_Short exercise:_ Extract each line in the records below that contains the word "head", and copy those lines unchanged.

........

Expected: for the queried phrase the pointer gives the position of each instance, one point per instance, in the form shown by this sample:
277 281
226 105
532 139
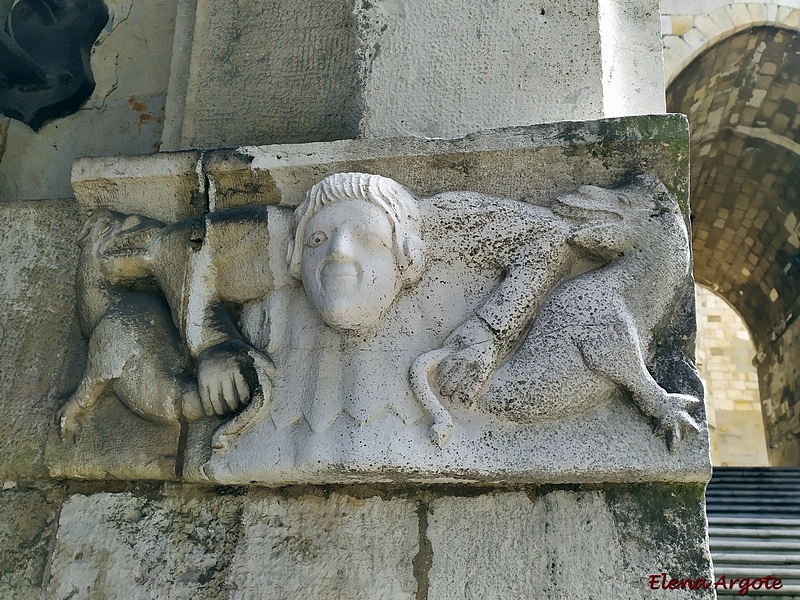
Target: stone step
752 532
745 544
755 558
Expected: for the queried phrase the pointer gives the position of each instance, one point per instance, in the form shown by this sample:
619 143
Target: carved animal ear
102 213
414 255
605 240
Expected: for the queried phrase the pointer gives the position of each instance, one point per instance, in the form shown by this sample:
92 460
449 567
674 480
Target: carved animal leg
616 353
420 375
89 390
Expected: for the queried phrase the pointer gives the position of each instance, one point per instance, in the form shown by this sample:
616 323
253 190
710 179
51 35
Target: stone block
739 15
124 115
172 545
708 26
322 70
26 530
758 13
681 24
40 341
371 424
723 20
772 13
326 547
631 58
167 187
603 543
695 38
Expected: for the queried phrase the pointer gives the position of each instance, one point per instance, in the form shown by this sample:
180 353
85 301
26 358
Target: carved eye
370 239
105 227
316 239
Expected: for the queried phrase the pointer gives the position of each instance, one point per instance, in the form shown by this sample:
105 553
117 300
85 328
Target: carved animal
594 333
134 347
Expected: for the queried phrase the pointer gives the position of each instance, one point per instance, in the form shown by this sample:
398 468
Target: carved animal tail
420 375
253 413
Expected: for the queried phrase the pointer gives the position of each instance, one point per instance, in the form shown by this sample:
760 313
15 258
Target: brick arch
709 29
742 97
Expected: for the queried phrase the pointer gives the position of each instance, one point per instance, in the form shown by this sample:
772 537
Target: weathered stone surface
167 187
326 70
331 380
125 546
336 547
565 544
186 543
124 115
26 529
39 339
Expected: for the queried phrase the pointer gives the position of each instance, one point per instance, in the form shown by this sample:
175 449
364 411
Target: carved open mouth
130 243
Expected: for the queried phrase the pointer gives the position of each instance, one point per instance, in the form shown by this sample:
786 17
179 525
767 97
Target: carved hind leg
93 384
615 352
545 378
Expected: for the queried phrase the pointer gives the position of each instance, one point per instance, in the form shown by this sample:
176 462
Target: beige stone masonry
686 33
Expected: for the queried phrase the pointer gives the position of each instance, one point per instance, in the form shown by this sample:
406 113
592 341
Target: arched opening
725 355
742 96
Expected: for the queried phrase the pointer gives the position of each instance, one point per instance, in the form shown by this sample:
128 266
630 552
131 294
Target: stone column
590 504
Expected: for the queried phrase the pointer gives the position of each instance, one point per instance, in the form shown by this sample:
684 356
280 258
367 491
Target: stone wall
105 539
180 542
725 360
732 67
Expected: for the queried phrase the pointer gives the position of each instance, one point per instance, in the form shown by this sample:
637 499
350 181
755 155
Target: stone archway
742 97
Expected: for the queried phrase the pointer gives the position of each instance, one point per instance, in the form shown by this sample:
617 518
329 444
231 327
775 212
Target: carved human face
348 264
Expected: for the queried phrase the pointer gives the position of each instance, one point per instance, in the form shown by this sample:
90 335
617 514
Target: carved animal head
118 244
614 221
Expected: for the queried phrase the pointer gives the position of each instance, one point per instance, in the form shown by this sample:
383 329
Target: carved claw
67 421
441 429
677 421
420 384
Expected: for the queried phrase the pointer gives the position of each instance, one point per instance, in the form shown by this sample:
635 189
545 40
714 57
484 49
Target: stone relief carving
367 304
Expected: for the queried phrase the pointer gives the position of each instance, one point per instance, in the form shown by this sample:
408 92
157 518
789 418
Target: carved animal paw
676 421
441 429
68 420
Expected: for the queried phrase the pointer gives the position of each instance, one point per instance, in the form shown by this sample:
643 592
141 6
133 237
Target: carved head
118 244
356 245
616 220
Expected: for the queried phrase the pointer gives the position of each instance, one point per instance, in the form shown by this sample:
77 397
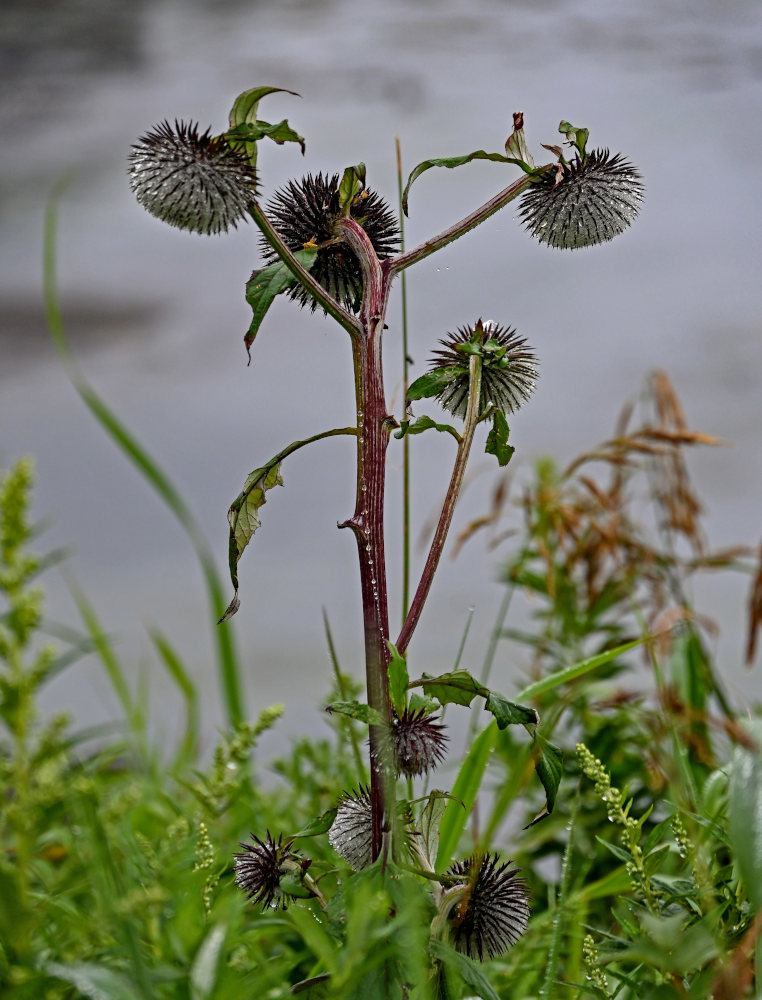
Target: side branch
394 265
448 508
331 306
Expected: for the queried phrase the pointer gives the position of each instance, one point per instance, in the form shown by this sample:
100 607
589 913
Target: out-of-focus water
157 316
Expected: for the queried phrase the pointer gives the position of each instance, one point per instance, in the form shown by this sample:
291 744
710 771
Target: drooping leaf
321 824
433 382
497 440
280 133
96 982
352 184
424 424
465 968
356 710
398 679
457 161
244 112
745 812
431 817
265 284
457 687
549 765
243 518
508 713
464 792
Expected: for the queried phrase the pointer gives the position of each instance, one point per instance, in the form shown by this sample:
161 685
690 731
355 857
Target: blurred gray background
157 316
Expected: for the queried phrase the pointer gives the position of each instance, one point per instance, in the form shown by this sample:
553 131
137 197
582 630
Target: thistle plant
332 242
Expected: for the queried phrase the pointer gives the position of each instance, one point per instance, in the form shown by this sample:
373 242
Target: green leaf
465 968
431 817
464 793
549 765
244 112
576 670
745 811
575 136
96 982
206 965
352 184
497 440
398 679
424 424
457 161
280 133
243 518
356 710
321 824
457 687
433 382
516 144
508 713
267 283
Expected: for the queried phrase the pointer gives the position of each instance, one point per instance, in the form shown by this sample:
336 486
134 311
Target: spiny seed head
259 868
192 181
489 911
307 210
590 200
418 742
351 835
509 367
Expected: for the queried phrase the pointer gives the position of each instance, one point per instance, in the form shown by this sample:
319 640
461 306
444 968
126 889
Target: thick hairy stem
396 264
448 508
331 306
367 522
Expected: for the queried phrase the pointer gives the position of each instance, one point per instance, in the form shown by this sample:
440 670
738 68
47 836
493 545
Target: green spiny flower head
488 911
590 200
192 181
306 211
260 867
509 368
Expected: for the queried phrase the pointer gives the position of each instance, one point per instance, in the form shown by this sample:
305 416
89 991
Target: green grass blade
176 670
579 669
464 793
227 660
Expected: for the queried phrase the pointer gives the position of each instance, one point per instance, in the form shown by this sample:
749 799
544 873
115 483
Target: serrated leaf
465 968
433 382
244 112
352 184
497 440
431 817
508 713
549 765
456 161
457 687
425 424
321 824
356 710
398 679
267 283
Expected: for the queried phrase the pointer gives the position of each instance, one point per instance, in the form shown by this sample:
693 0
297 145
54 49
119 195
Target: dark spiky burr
190 180
590 200
489 911
258 869
418 743
306 211
351 832
509 368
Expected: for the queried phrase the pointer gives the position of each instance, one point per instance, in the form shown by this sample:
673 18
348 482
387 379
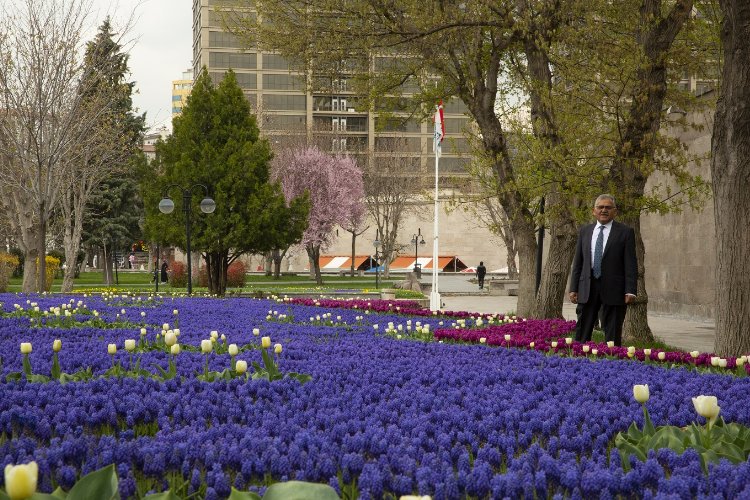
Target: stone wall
680 248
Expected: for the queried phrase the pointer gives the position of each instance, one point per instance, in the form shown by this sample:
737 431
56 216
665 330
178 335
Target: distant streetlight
376 243
415 240
166 206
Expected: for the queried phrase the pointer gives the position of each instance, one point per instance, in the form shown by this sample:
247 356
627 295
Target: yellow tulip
640 393
20 480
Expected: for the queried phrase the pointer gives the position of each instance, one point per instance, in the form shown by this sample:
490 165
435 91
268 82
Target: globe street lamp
415 240
166 206
376 243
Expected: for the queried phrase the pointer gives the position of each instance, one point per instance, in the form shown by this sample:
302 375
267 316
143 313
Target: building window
222 39
275 61
244 80
284 102
283 82
231 60
284 122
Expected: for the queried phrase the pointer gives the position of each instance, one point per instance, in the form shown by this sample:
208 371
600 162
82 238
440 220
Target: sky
159 42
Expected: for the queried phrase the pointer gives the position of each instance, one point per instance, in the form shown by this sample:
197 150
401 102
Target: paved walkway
459 294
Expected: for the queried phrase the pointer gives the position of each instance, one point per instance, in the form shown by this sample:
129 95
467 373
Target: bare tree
387 194
730 170
43 123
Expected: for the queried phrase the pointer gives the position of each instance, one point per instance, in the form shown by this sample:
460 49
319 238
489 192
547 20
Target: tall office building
331 119
180 91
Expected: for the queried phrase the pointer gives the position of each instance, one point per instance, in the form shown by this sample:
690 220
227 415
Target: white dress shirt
595 235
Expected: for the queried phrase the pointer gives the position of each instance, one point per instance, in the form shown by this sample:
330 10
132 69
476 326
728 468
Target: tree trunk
635 328
277 256
313 252
29 270
42 250
71 243
354 250
554 283
107 263
217 265
730 171
526 245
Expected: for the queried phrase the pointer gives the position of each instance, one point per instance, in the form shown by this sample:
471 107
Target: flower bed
379 416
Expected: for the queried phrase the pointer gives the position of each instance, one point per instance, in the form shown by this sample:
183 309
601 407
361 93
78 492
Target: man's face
604 210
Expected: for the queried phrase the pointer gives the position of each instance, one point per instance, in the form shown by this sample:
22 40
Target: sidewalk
686 334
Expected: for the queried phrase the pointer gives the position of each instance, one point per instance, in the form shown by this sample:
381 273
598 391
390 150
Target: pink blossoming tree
336 191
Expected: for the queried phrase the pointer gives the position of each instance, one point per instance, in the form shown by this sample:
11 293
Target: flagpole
435 303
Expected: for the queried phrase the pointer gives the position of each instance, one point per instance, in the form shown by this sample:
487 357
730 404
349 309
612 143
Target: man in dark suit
605 272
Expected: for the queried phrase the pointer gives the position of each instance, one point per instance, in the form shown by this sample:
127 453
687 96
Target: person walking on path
164 268
604 273
481 272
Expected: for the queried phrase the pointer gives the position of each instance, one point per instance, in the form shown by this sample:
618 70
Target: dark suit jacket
619 265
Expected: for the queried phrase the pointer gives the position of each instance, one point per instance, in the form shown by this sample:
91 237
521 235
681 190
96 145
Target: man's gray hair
605 197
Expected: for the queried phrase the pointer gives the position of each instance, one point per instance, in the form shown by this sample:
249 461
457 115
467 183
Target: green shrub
178 275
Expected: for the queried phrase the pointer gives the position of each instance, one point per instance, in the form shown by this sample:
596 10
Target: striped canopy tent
343 263
446 263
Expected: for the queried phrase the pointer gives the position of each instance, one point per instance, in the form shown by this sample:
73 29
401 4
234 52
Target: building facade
180 91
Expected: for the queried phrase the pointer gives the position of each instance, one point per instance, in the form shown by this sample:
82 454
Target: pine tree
216 150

........

_Response to the task:_
Target: carved animal head
Target: carved head
Target: spiny seed head
Target: green spiny flower head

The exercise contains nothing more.